REQUIRED TASK
Using the excerpt on secularism in Britain below, explain in one to three sentences why politicians and policy makers adopt a neutral attitude toward religious groups.

DOCUMENT EXCERPT
In Britain, a secular culture is now in the ascendant, although the terms secular, secularism and secularisation are ill-defined. Indeed, secularism is more an attitude or atmosphere than a fully worked-out system of thought. Yet essentially, secularism means a concern with the saeculum, the world, this world rather than the next. It is about living, at least in public, without religion and its ‘sacred canopy.’5 Secularism has a political dimension: the principle that Church and State, religion and politics, must be strictly separated. In other words, to protect the equality of every citizen in a pluralist society, politicians and policy makers adopt a neutral attitude towards religious groups and personal life-style choices, as long as behaviour remains within the law. Religion - beliefs about the meaning of life, the morally good, God and life after death - are ring- fenced as matters of private opinion. There are, however, two forms of this. Hard-line secularists, such as the National Secular Society, seek systematically to exclude any religious expression from the public square; as Alasdair Campbell once said, “We don’t do God.”  Soft-core secularists, on the other hand, happily wish each other ‘Merry Christmas.’ They tolerate Britain’s Christian traditions, as long as those who practice those traditions do not expect any privileges or discriminate against the rights of others.

SUPPLIED RECORDS
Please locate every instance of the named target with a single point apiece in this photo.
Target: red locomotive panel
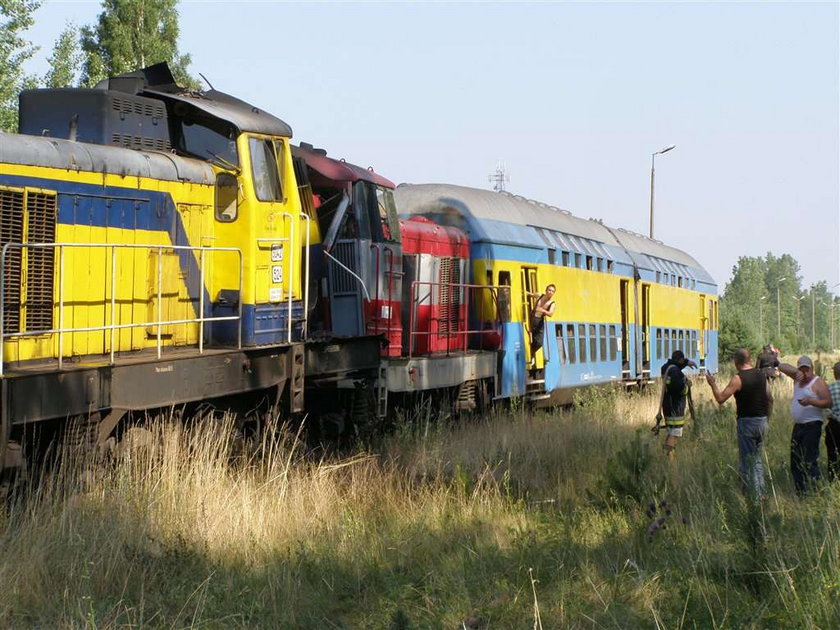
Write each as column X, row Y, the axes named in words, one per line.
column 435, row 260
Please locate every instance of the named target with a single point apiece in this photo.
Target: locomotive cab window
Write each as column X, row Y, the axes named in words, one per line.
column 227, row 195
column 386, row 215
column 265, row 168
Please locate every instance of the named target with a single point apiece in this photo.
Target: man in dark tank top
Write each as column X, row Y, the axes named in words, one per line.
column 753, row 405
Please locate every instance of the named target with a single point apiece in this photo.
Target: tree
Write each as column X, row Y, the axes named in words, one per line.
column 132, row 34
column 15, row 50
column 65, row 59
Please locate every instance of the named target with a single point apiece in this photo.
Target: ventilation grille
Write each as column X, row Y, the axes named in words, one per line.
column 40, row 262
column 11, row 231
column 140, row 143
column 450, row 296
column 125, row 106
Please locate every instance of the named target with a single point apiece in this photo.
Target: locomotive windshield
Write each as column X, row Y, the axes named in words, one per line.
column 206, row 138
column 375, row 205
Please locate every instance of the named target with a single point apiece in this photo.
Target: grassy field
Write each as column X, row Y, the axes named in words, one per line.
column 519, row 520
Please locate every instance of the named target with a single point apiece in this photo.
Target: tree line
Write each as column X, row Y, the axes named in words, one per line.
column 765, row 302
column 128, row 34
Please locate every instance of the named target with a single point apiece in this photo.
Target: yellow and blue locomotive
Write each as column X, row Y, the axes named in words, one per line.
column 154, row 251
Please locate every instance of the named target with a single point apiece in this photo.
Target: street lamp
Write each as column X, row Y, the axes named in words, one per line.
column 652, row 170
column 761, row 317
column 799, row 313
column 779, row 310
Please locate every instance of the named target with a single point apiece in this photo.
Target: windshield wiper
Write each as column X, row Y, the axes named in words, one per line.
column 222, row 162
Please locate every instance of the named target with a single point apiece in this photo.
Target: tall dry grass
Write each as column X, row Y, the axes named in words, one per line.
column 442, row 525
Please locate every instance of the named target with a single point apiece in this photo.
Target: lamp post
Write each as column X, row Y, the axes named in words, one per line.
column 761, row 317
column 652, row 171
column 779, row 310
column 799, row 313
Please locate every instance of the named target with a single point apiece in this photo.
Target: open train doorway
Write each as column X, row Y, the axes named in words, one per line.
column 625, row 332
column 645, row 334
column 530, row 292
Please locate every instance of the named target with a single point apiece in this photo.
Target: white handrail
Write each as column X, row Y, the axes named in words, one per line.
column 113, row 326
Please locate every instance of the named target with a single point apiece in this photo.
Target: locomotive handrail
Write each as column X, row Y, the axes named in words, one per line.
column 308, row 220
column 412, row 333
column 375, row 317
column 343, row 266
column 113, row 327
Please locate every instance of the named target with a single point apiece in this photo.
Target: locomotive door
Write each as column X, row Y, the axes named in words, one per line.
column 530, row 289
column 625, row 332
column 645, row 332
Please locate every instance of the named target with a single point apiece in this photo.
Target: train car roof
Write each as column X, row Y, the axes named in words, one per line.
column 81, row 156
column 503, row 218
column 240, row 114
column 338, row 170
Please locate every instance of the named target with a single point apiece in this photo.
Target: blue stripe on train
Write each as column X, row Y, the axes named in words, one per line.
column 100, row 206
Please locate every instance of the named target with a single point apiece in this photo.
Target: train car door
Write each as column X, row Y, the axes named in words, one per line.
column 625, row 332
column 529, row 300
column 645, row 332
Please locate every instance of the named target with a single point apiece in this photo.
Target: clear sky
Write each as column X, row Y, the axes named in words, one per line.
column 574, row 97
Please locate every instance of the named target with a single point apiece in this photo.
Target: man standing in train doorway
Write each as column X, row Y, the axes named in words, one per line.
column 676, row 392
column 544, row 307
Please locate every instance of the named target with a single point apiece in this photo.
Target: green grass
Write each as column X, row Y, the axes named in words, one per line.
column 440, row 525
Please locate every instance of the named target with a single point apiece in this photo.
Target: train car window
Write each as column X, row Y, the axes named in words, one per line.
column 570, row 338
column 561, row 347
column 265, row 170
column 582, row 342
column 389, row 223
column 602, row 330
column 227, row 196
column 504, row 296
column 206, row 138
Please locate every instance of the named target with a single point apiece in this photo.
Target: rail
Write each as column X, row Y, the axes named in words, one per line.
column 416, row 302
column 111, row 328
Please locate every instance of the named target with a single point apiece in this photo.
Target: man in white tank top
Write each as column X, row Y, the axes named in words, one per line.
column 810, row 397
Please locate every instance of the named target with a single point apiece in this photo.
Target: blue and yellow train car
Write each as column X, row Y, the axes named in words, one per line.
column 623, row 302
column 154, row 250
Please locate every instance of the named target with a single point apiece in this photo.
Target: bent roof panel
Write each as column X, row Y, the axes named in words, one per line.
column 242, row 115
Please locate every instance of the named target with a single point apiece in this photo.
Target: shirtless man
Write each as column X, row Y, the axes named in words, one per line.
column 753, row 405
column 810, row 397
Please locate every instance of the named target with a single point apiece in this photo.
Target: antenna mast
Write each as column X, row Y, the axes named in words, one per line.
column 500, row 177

COMPLETE RESPONSE
They adopt it to protect the equality of every citizen in a pluralist society. This neutrality extends to religious groups and personal life-style choices as long as behavior remains within the law.